◆ Goals:
**1.** Answer these questions from the contribution agreement, one per line:
(a) Under what state's law is Workspace Property Trust organized?
(b) How many partnership units of WPM do the Contributors own together?
(c) What happens to WPM after the Contributed Units go to the Partnership?
**2.** Copy out a stretch of the contribution agreement, starting at the words "NOW, THEREFORE, in" and ending after "of such Contributor.", but substitute "claims" for "encumbrances".
**3.** Summarize the contribution agreement in two sentences.

Start of Document passage

CONTRIBUTION AGREEMENT
Exhibit 10.2
THIS CONTRIBUTION AGREEMENT (the “Agreement”), dated as of November , 2017 (the “Effective Date”), is made and entered into by and among WORKSPACE PROPERTY TRUST, L.P., a Delaware limited partnership (the “Partnership”), and the partners of Workspace Property Management, L.P., a Delaware limited partnership (“WPM”), listed on Exhibit A attached hereto (each a “Contributor” and collectively, the “Contributors”).
W I T N E S S E T H:
WHEREAS, the Partnership is the operating partnership of Workspace Property Trust, a Maryland real estate investment trust (the “REIT”), and the REIT is the sole general partner of the Partnership;
WHEREAS, the REIT will elect to be treated as a real estate investment trust for Federal income tax purposes beginning with its taxable year ending December 31, 2017;
WHEREAS, concurrently with the execution of this Agreement, the REIT is consummating the initial closing of an initial public offering (the “IPO”) of common shares of beneficial interest, $0.01 par value per share (the “Common Shares”) of the REIT;
WHEREAS, the Contributors comprise the general partner and all of the limited partners of WPM and are, collectively, the owners of 1,250 partnership units of WPM, which units represent 100% of the issued and outstanding partnership interests of WPM (the “Contributed Units”);
WHEREAS, the Contributors are parties to that certain Agreement Regarding Formation Transactions, dated as of October 13, 2017, pursuant to which, among other things, each Contributor agreed to contribute the number of Contributed Units set forth opposite such Contributor’s name on Exhibit A attached hereto to the Partnership, in exchange for an aggregate number of common units of limited partnership interest in the Partnership (“OP Units”) equivalent in value to six (6) times WPM’s trailing 12 calendar months gross revenue (such number of OP Units to be determined by dividing such amount by the IPO offering price of the Common Shares set forth in the final prospectus for the IPO);
WHEREAS, following the contribution of the Contributed Units to the Partnership, the Partnership shall directly own 100% of the partnership interests in WPM, which will then be immediately liquidated and dissolved;
WHEREAS, each Contributor desires to contribute to the Partnership the number of Contributed Units set forth opposite such Contributor’s name on Exhibit A attached hereto; and
WHEREAS, the Partnership desires to accept the Contributed Units of each Contributor and to issue to each Contributor the number of OP Units set forth opposite such Contributor’s name on Exhibit A attached hereto in exchange therefor.
NOW, THEREFORE, in consideration of the mutual covenants and obligations hereinafter set forth and good and valuable consideration, the receipt and sufficiency of which are hereby acknowledged, the parties hereto, intending to be legally bound, hereby agree as follows:
1. Contribution. The Contributor hereby contributes, transfers, assigns, conveys and delivers to the Partnership, as of the Effective Date, all of its right, title and interest in and to the Contributed Units, free and clear of any mortgages, pledges, liens, options, charges, security interests, mortgage deed, restrictions, prior assignments, encumbrances, licenses, easements, or voting agreements, created by or resulting from any act or omission to act of the Contributor or any controlling affiliate of such Contributor.

End of Document passage
Start of Given entries

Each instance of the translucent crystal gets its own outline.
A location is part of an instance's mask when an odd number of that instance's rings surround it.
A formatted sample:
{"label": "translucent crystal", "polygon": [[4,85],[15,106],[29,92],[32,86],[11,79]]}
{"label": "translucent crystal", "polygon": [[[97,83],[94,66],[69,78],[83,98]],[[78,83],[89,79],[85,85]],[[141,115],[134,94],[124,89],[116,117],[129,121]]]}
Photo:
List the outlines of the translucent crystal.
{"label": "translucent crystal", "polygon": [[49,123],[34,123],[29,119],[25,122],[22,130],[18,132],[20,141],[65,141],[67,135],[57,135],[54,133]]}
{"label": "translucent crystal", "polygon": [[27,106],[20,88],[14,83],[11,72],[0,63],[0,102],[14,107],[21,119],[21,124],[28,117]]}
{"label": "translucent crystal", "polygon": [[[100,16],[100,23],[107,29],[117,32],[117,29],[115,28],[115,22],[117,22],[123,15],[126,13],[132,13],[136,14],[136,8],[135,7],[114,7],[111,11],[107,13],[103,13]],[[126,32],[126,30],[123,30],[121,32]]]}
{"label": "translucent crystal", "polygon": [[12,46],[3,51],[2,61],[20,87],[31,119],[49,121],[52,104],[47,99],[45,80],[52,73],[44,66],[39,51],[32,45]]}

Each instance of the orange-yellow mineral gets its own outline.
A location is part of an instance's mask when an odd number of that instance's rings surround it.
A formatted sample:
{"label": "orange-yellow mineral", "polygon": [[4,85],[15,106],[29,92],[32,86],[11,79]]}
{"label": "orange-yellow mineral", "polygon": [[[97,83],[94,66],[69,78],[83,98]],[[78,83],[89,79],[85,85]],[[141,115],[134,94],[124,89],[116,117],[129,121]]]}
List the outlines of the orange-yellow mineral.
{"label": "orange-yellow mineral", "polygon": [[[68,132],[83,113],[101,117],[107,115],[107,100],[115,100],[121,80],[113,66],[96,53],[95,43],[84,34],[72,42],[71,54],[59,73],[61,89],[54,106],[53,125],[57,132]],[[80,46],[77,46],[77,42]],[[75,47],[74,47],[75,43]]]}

End of Given entries

◆ Written answers:
**1.**
(a) Maryland.
(b) 1,250 partnership units.
(c) It will be immediately liquidated and dissolved.

**2.**
NOW, THEREFORE, in consideration of the mutual covenants and obligations hereinafter set forth and good and valuable consideration, the receipt and sufficiency of which are hereby acknowledged, the parties hereto, intending to be legally bound, hereby agree as follows:
1. Contribution. The Contributor hereby contributes, transfers, assigns, conveys and delivers to the Partnership, as of the Effective Date, all of its right, title and interest in and to the Contributed Units, free and clear of any mortgages, pledges, liens, options, charges, security interests, mortgage deed, restrictions, prior assignments, claims, licenses, easements, or voting agreements, created by or resulting from any act or omission to act of the Contributor or any controlling affiliate of such Contributor.

**3.** Workspace Property Trust, L.P. and the partners of Workspace Property Management, L.P. (WPM) make this agreement, under which the Contributors contribute their WPM partnership units to the Partnership in exchange for OP Units. As of the Effective Date, each Contributor transfers all its right, title and interest in the Contributed Units, free of encumbrances created by it or its controlling affiliates, and WPM is then to be liquidated and dissolved.